Work request: Produce a verbatim transcription of the entries, with all pictures omitted.

Task inputs:
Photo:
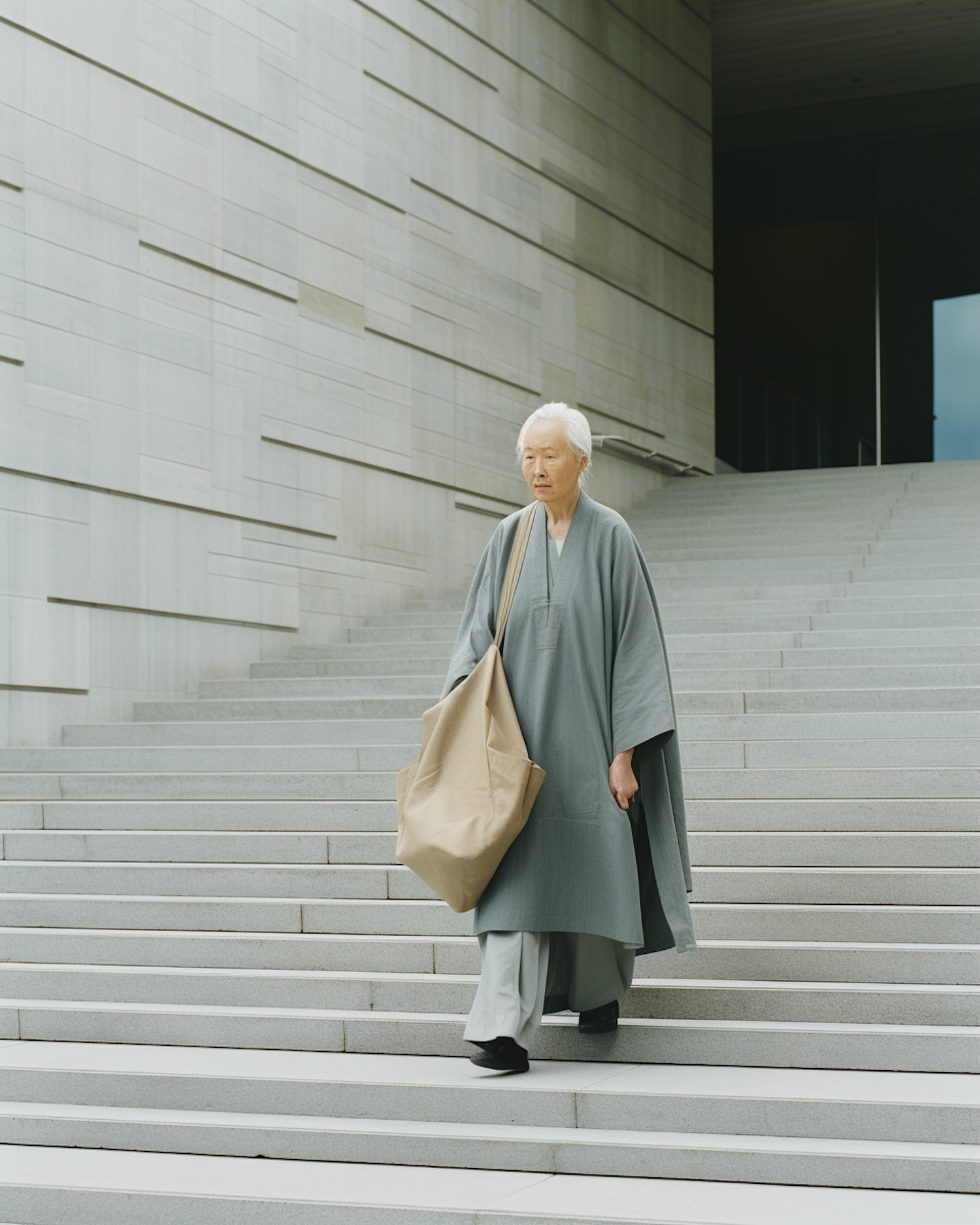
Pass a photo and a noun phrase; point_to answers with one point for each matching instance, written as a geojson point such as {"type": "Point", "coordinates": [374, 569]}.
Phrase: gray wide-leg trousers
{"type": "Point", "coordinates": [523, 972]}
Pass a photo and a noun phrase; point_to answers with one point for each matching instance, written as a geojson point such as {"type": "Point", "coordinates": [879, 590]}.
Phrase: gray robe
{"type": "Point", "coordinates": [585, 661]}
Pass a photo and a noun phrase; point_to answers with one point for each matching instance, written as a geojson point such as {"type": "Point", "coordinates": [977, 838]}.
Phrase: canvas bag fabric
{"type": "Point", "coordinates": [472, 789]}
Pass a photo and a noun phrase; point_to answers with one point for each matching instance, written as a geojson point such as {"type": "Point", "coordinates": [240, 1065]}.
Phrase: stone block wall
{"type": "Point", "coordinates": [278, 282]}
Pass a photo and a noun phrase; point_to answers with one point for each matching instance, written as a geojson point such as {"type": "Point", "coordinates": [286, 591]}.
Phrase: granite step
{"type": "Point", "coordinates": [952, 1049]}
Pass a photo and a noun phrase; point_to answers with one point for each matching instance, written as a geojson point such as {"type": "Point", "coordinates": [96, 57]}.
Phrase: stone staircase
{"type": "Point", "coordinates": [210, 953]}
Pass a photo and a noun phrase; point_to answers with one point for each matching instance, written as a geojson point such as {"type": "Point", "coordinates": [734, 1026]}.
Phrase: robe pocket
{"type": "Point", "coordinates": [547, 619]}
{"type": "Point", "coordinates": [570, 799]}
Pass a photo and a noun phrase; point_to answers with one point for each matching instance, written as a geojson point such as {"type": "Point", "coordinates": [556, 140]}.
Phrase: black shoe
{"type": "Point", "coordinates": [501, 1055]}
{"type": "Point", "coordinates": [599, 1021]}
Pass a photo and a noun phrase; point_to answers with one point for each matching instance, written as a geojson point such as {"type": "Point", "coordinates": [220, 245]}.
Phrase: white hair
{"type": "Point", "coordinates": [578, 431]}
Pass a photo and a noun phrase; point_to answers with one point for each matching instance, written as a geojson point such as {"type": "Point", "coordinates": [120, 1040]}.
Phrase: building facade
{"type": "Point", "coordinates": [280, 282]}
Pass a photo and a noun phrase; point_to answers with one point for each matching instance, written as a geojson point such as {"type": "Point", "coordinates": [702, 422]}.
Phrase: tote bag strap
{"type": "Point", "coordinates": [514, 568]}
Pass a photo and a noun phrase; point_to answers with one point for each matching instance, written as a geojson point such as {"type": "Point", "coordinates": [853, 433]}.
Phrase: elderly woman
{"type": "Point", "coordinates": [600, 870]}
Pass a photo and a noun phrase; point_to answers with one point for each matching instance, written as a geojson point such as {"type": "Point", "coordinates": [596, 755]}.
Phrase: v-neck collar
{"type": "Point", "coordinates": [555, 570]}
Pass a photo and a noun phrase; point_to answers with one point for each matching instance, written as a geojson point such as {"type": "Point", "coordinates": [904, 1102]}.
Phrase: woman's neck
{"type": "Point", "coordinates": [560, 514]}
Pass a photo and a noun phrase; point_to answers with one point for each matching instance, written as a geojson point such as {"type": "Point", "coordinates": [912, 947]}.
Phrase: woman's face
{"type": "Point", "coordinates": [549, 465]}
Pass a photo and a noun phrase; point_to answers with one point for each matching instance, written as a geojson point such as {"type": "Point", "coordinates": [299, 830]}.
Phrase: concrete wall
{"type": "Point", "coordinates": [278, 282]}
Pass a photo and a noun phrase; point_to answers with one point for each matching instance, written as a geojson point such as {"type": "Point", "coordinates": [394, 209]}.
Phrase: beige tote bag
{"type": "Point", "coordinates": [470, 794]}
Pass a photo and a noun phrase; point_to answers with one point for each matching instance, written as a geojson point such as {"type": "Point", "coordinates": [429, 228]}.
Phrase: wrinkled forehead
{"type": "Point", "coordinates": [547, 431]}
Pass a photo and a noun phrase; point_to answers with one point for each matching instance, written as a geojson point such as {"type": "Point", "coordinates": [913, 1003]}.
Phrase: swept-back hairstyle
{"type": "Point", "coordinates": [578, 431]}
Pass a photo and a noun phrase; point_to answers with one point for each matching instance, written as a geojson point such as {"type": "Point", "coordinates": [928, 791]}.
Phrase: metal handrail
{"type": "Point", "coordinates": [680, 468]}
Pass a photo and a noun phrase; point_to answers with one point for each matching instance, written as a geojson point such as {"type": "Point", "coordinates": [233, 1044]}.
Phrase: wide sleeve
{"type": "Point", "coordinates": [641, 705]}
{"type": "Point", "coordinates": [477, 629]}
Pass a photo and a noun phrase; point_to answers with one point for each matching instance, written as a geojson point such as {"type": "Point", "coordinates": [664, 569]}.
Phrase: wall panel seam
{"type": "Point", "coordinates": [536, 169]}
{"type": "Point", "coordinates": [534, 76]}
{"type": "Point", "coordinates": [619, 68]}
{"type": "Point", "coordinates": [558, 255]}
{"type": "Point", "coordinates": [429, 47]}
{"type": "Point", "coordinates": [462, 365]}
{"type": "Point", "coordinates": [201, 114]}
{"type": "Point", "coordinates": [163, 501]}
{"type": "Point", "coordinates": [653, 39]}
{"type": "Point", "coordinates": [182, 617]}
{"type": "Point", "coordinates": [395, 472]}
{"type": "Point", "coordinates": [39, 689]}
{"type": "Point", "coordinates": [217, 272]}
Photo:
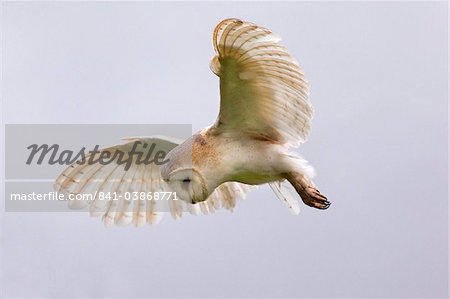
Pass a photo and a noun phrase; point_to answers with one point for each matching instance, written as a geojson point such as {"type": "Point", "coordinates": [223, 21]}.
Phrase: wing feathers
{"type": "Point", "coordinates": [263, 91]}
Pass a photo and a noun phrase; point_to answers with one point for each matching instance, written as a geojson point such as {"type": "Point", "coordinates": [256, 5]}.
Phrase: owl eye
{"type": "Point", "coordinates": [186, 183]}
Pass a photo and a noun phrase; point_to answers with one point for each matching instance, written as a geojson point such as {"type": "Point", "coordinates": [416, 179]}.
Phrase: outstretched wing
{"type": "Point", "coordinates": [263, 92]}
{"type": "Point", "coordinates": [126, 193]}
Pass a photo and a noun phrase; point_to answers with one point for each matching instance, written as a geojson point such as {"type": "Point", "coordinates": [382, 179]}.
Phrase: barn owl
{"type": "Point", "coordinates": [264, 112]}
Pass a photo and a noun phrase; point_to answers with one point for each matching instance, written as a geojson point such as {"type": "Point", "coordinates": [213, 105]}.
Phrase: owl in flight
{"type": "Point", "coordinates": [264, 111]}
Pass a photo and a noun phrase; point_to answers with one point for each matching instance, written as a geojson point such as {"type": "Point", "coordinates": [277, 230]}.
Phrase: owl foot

Answer to this exercise:
Photo:
Pass a photo and a noun phrase; point_to answers with one point for each matching instance, written as a geojson point such as {"type": "Point", "coordinates": [374, 569]}.
Phrase: gray wide-leg trousers
{"type": "Point", "coordinates": [523, 972]}
Pass a photo and a noun phrase; point_to answers with one point for each matching instance, written as a geojson point such as {"type": "Point", "coordinates": [879, 590]}.
Phrase: gray robe
{"type": "Point", "coordinates": [585, 661]}
Pass a photo and a noun phrase; point_to answers with one point for each matching instance, written as a geojson point such as {"type": "Point", "coordinates": [977, 838]}.
Phrase: canvas bag fabric
{"type": "Point", "coordinates": [472, 789]}
Pass a photo and a noun phrase; point_to answers with one point for each matching instance, written as a geojson point such as {"type": "Point", "coordinates": [240, 1065]}.
Phrase: stone block wall
{"type": "Point", "coordinates": [278, 282]}
Pass a photo and a noun phrase; point_to answers with one point for each matching instance, written as a geojson point such as {"type": "Point", "coordinates": [286, 591]}.
Phrase: granite step
{"type": "Point", "coordinates": [952, 1049]}
Pass a photo and a noun phrase; point_to answers with one point for each matching instance, written as a geojson point such as {"type": "Point", "coordinates": [96, 57]}.
Phrase: stone staircase
{"type": "Point", "coordinates": [210, 953]}
Pass a photo and a noun phrase; point_to answers with one point for each matching instance, written as a geojson point such as {"type": "Point", "coordinates": [734, 1026]}.
Phrase: robe pocket
{"type": "Point", "coordinates": [547, 619]}
{"type": "Point", "coordinates": [570, 799]}
Pass a photo and a noun phrase; point_to answers with one point for each matching instance, written as a geojson point such as {"type": "Point", "coordinates": [556, 140]}.
Phrase: black shoe
{"type": "Point", "coordinates": [501, 1055]}
{"type": "Point", "coordinates": [599, 1021]}
Pass a photo and a noun phrase; point_to answers with one point for each matching instance, written as a geojson point such as {"type": "Point", "coordinates": [220, 245]}.
Phrase: white hair
{"type": "Point", "coordinates": [578, 431]}
Pass a photo and a noun phrase; point_to answers with one point for each matching instance, written as a geojson point such as {"type": "Point", "coordinates": [120, 1040]}.
Phrase: building facade
{"type": "Point", "coordinates": [280, 282]}
Pass a photo and a noun phrase; point_to answers with one point for each matching instance, written as a geojson point such as {"type": "Point", "coordinates": [702, 422]}.
Phrase: tote bag strap
{"type": "Point", "coordinates": [514, 568]}
Pass a photo and a noun phrase; point_to answers with one point for each matching instance, written as a geojson point such as {"type": "Point", "coordinates": [853, 433]}.
Phrase: elderly woman
{"type": "Point", "coordinates": [600, 870]}
Pass a photo and a noun phrase; point_to answers with one point for each matching instance, written as a geojson point such as {"type": "Point", "coordinates": [596, 755]}.
Phrase: v-neck collar
{"type": "Point", "coordinates": [555, 570]}
Pass a photo and a noun phrase; point_to answers with one point for each matching instance, written as a geojson point such as {"type": "Point", "coordinates": [904, 1102]}.
Phrase: woman's neck
{"type": "Point", "coordinates": [560, 514]}
Pass a photo and a noun phrase; point_to answers with one point for each matching instance, written as a geojson point such as {"type": "Point", "coordinates": [912, 947]}.
Phrase: woman's face
{"type": "Point", "coordinates": [549, 465]}
Pass a photo and a noun phrase; point_to answers with one point for each matching instance, written as a geojson point such as {"type": "Point", "coordinates": [299, 830]}.
Phrase: concrete wall
{"type": "Point", "coordinates": [278, 282]}
Pass a photo and a noun phrase; point_to answers with one point for each matching instance, written as a geojson point such as {"type": "Point", "coordinates": [394, 209]}.
Phrase: beige tote bag
{"type": "Point", "coordinates": [470, 794]}
Pass a photo and a noun phrase; point_to answers with one point for each matching instance, written as a geojson point such as {"type": "Point", "coordinates": [429, 228]}.
Phrase: wrinkled forehead
{"type": "Point", "coordinates": [547, 431]}
Pass a photo and a noun phrase; point_to answers with one point for each matching instance, written as a geojson point such as {"type": "Point", "coordinates": [913, 1003]}.
Phrase: swept-back hairstyle
{"type": "Point", "coordinates": [578, 431]}
Pass a photo and a noun phrase; point_to answers with one point for each matching instance, written as a geojson point such as {"type": "Point", "coordinates": [928, 791]}.
Phrase: metal handrail
{"type": "Point", "coordinates": [680, 468]}
Pass a photo and a noun phrase; point_to answers with one point for each matching instance, written as a geojson point such as {"type": "Point", "coordinates": [233, 1044]}.
Phrase: wide sleeve
{"type": "Point", "coordinates": [641, 705]}
{"type": "Point", "coordinates": [477, 629]}
Pass a photo and a noun phrase; point_to answers with one point for each matching instance, written as a geojson point such as {"type": "Point", "coordinates": [664, 569]}.
Phrase: wall panel seam
{"type": "Point", "coordinates": [536, 169]}
{"type": "Point", "coordinates": [534, 76]}
{"type": "Point", "coordinates": [619, 68]}
{"type": "Point", "coordinates": [558, 255]}
{"type": "Point", "coordinates": [429, 47]}
{"type": "Point", "coordinates": [462, 365]}
{"type": "Point", "coordinates": [201, 114]}
{"type": "Point", "coordinates": [163, 501]}
{"type": "Point", "coordinates": [653, 39]}
{"type": "Point", "coordinates": [182, 617]}
{"type": "Point", "coordinates": [395, 472]}
{"type": "Point", "coordinates": [39, 689]}
{"type": "Point", "coordinates": [217, 272]}
Photo:
Pass a photo and a noun phrase; point_to answers with one point for each matching instance, written as a geojson point such as {"type": "Point", "coordinates": [223, 21]}.
Phrase: wing feathers
{"type": "Point", "coordinates": [263, 91]}
Pass a photo and a noun phrase; point_to answers with one point for each matching instance, written as a geojson point such as {"type": "Point", "coordinates": [256, 5]}.
Phrase: owl eye
{"type": "Point", "coordinates": [186, 183]}
Pass a photo and a noun phrase; point_to answers with one point for each matching instance, written as a geojson point such as {"type": "Point", "coordinates": [416, 179]}.
Phrase: outstretched wing
{"type": "Point", "coordinates": [263, 92]}
{"type": "Point", "coordinates": [126, 193]}
Pass a photo and a noun phrase; point_to answers with one point for each matching instance, written as a geojson point such as {"type": "Point", "coordinates": [382, 179]}.
Phrase: barn owl
{"type": "Point", "coordinates": [264, 112]}
Pass a photo and a noun phrase; point_to answers with one point for each matching instance, written as a geojson point such as {"type": "Point", "coordinates": [213, 105]}.
Phrase: owl in flight
{"type": "Point", "coordinates": [264, 111]}
Pass a photo and a noun phrase; point_to answers with one point for each matching instance, written as a geojson point such as {"type": "Point", "coordinates": [277, 230]}.
Phrase: owl foot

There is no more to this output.